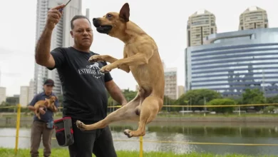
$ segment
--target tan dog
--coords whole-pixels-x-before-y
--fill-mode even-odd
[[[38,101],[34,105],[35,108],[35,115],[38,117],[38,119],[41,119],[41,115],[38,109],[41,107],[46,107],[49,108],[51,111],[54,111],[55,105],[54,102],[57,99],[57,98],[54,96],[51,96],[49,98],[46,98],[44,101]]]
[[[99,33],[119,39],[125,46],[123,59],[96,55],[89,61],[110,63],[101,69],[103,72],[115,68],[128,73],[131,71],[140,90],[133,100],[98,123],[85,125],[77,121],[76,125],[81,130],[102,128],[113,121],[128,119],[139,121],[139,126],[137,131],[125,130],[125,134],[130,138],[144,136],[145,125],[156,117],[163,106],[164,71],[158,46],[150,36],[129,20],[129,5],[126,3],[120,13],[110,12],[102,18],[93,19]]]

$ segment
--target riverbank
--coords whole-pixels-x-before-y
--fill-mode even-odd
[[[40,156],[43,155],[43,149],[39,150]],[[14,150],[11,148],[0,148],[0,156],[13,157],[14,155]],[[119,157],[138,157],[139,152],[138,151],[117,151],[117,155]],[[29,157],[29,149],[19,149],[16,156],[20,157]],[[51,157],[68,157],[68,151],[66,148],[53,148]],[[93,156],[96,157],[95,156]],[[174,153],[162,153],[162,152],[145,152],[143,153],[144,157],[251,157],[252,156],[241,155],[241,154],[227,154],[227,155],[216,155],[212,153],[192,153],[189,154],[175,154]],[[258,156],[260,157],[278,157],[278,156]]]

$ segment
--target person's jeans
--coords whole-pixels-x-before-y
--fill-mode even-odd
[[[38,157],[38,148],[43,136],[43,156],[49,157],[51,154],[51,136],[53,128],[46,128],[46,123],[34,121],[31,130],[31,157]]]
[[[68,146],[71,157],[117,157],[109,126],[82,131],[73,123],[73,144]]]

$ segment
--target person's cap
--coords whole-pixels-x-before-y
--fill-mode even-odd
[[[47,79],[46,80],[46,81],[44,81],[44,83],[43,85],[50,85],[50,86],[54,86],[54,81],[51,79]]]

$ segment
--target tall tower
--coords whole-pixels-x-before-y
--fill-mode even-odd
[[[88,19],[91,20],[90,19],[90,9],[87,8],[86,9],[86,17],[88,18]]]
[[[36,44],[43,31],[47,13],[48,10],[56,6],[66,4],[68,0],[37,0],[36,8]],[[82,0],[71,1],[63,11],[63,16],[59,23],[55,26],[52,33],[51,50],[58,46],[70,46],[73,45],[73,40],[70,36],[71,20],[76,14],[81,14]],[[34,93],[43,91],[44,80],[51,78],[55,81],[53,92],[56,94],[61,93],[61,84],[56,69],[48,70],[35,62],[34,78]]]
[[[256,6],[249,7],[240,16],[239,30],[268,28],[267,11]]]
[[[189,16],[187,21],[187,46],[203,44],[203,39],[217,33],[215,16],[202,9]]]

**********

→ Objective
Leaving out the pictures, repeat the data above exactly.

→ Task result
$ segment
--target tan dog
--coords whole-pixels-x-before-y
--fill-mode even-odd
[[[38,101],[34,105],[35,108],[35,115],[38,117],[38,119],[41,119],[41,115],[38,109],[41,107],[46,107],[49,108],[51,111],[54,111],[55,105],[54,102],[57,99],[57,98],[54,96],[51,96],[49,98],[46,98],[44,101]]]
[[[99,33],[119,39],[125,46],[123,59],[96,55],[89,61],[110,63],[101,69],[103,72],[115,68],[128,73],[131,71],[140,90],[133,100],[98,123],[85,125],[77,121],[76,125],[81,130],[102,128],[113,121],[128,119],[139,121],[139,126],[137,131],[125,130],[125,134],[130,138],[144,136],[145,125],[156,117],[163,106],[164,71],[158,46],[150,36],[129,20],[129,5],[126,3],[120,13],[110,12],[102,18],[93,19]]]

$ segment
--target riverbank
--coords whole-pixels-x-before-y
--fill-mode even-odd
[[[40,156],[43,155],[43,149],[39,150]],[[14,150],[11,148],[0,148],[0,156],[13,157],[14,155]],[[119,157],[138,157],[139,152],[138,151],[117,151],[117,155]],[[29,157],[29,149],[19,149],[16,156],[20,157]],[[51,157],[68,157],[68,151],[66,148],[53,148]],[[93,156],[96,157],[95,156]],[[174,153],[162,153],[162,152],[145,152],[143,153],[144,157],[251,157],[252,156],[241,155],[241,154],[227,154],[227,155],[216,155],[212,153],[192,153],[189,154],[175,154]],[[258,156],[260,157],[278,157],[278,156]]]

$ segment
--target person's jeans
--coords whole-pixels-x-before-y
--fill-mode even-odd
[[[38,157],[38,148],[43,136],[43,156],[49,157],[51,154],[51,136],[53,128],[46,128],[46,123],[34,121],[31,130],[31,157]]]
[[[68,146],[71,157],[117,157],[109,126],[82,131],[73,123],[73,144]]]

$ segment
--target person's cap
--coords whole-pixels-x-before-y
--fill-mode even-odd
[[[47,79],[46,80],[46,81],[44,81],[44,83],[43,85],[50,85],[50,86],[54,86],[54,81],[51,79]]]

$ segment
--target tall tower
--coords whole-pixels-x-before-y
--fill-mode even-odd
[[[88,19],[91,20],[90,19],[90,9],[87,8],[86,9],[86,17],[88,18]]]
[[[36,44],[43,31],[47,13],[48,10],[56,6],[66,4],[68,0],[37,0],[36,8]],[[82,0],[71,1],[63,11],[63,16],[59,23],[55,26],[52,33],[51,50],[58,46],[70,46],[73,45],[73,40],[70,36],[71,20],[76,14],[81,14]],[[34,93],[43,91],[44,80],[51,78],[55,81],[53,92],[56,94],[61,93],[61,84],[56,69],[48,70],[35,62],[34,78]]]
[[[256,6],[249,7],[240,16],[239,30],[268,28],[267,11]]]
[[[189,16],[187,21],[187,46],[203,44],[203,39],[217,33],[215,16],[202,9]]]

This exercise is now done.